[Selection start]
If you’re a genuinely good student with professors who know you, this should be no problem. Your professors want to see you succeed. Something wild to consider now: you might even be asked to write your own letter of recommendation to help the professor save time! They’ll edit it and make adjustments before it’s sent. This could be helpful if there are specific things you hope they include.

6) Law School Interview (this is not offered at every school)

While undergraduate interviews at top-tier schools are the norm, law school interviews aren’t common. In fact, many schools have no option to interview at all. When applicants are invited to attend an interview, they have the chance to show the school they have the right temperament to be an attorney.

Interviews may be used to weed out applicants who are pursuing law school for the wrong reasons. By asking questions about their interest in law, the interviewer can learn about the interviewee’s motivations for pursuing a degree in law. The interview committee wants to identify character traits that would be beneficial for a career in law, such as confidence, maturity, honesty, good understanding of the world around them, leadership, etc.

If you apply to law school and are invited to participate in an interview, use this opportunity to showcase your personality and character. If you’re generally good with people, an interview could be to your advantage!

7) (Optional) Diversity Statement

While not exactly a requirement because it’s optional and all, the diversity statement is potentially another piece of the law school admissions puzzle. Some schools offer this optional essay.

Not everyone should submit a diversity statement, but it can be a great tool for sharing how your unique perspective will contribute to the incoming law school class.

Unlike a law school personal statement, the diversity statement is short. It holds the focus of providing detail about your background. You can share about experiences from childhood that shaped you into the person you are today.
[Selection end]
#### [Given problem 1]
Reproduce the rows word for word, starting at the line with "Task: point to each instance of the blurred" and running through the final row, both ends included.
[Records for processing start]
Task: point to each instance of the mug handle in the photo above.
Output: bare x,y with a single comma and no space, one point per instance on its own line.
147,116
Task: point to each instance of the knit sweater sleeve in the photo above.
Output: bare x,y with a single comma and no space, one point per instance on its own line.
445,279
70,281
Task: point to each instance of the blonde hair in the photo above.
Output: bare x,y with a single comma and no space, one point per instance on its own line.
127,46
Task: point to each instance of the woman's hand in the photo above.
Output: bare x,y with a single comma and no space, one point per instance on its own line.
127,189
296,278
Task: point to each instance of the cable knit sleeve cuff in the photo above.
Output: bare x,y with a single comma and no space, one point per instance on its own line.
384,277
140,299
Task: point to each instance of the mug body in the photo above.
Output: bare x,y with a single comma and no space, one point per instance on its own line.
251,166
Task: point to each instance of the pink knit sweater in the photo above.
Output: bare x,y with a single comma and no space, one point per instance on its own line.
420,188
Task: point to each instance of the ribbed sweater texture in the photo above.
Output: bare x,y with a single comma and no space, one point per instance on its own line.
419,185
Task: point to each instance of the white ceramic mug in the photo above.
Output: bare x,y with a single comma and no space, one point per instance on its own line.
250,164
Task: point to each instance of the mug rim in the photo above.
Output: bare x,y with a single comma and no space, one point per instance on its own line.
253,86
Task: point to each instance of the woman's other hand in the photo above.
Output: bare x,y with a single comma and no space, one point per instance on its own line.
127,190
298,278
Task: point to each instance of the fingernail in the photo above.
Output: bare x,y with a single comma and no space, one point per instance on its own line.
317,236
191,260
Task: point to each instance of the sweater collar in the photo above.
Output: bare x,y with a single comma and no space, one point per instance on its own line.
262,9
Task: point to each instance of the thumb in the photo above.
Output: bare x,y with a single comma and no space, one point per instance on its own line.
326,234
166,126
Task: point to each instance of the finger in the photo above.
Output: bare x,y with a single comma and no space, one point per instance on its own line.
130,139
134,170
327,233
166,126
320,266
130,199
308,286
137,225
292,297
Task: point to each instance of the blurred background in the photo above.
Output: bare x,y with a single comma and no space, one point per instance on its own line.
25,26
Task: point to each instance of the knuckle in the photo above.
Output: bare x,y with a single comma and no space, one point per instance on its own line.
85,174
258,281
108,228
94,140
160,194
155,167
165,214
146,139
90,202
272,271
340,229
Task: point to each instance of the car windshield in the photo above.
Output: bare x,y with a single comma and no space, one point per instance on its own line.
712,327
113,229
[Records for processing end]
#### [Given problem 2]
Write what comes next in the law school admissions guide, picking up after its final sentence.

#### [Exercise result 1]
Task: point to each instance of the blurred background in the photo above.
Output: bare x,y with a single comma and no space, one point per instance on its own line.
25,26
Task: point to each instance of the knuckle in the photo above.
Output: bare x,y with a single comma and no space, one point per instance on its own line.
85,174
258,281
108,228
94,140
160,194
155,167
165,214
146,139
90,202
272,271
340,229
Task: point to each instance of the car windshield in the photo above.
Output: bare x,y with a single comma and no space, one point per instance on its own line.
712,327
113,229

#### [Exercise result 2]
If you choose to submit a diversity statement, remember to write it in a way that shows what you bring to the table.  

Pro tip: be careful that you write from the perspective as someone who has something unique to offer and not as someone who is only looking for sympathy. You want to present yourself as a student who can handle the rigor of law school. This requires maturity.

For more details on the kind of information to include in your diversity statement, check out Law School Personal Statement VERSUS Diversity Statement…Nail Them Both. It will give you lots of helpful advice!

8) (Sometimes Optional) Addendum

We’re now at our eighth and final law school admissions requirement… yay! You’ve made it this far in this ultimate guide, so I have to commend you. You take these law school admissions requirements seriously.

Now we’re going to cover the addendum. It’s sometimes optional like the title says, but here’s the scoop: I don’t want to downplay the importance of carefully considering the other parts of the application, but this one might need even more serious thought. Your law school addendum is available to help you explain a blemish on your application. It’s used to address a situation that could cause the admissions committee to have a negative view of you.

Addendums can be used to explain criminal or bad behavior, sudden changes in LSAT scores, or abnormally low grades. Like I said with the diversity statement, be careful that the way you describe situations doesn’t look like a plea for sympathy. The admissions committee can see right through that. Make sure your reasoning is genuine and not just an excuse for not applying yourself like you wish you had.

If you’re wondering about whether you should submit an addendum, you should probably check out my blog post called 5 Law School Addendum Myths That Will Surprise You. It will guide you through some dos and don’ts of the law school addendum.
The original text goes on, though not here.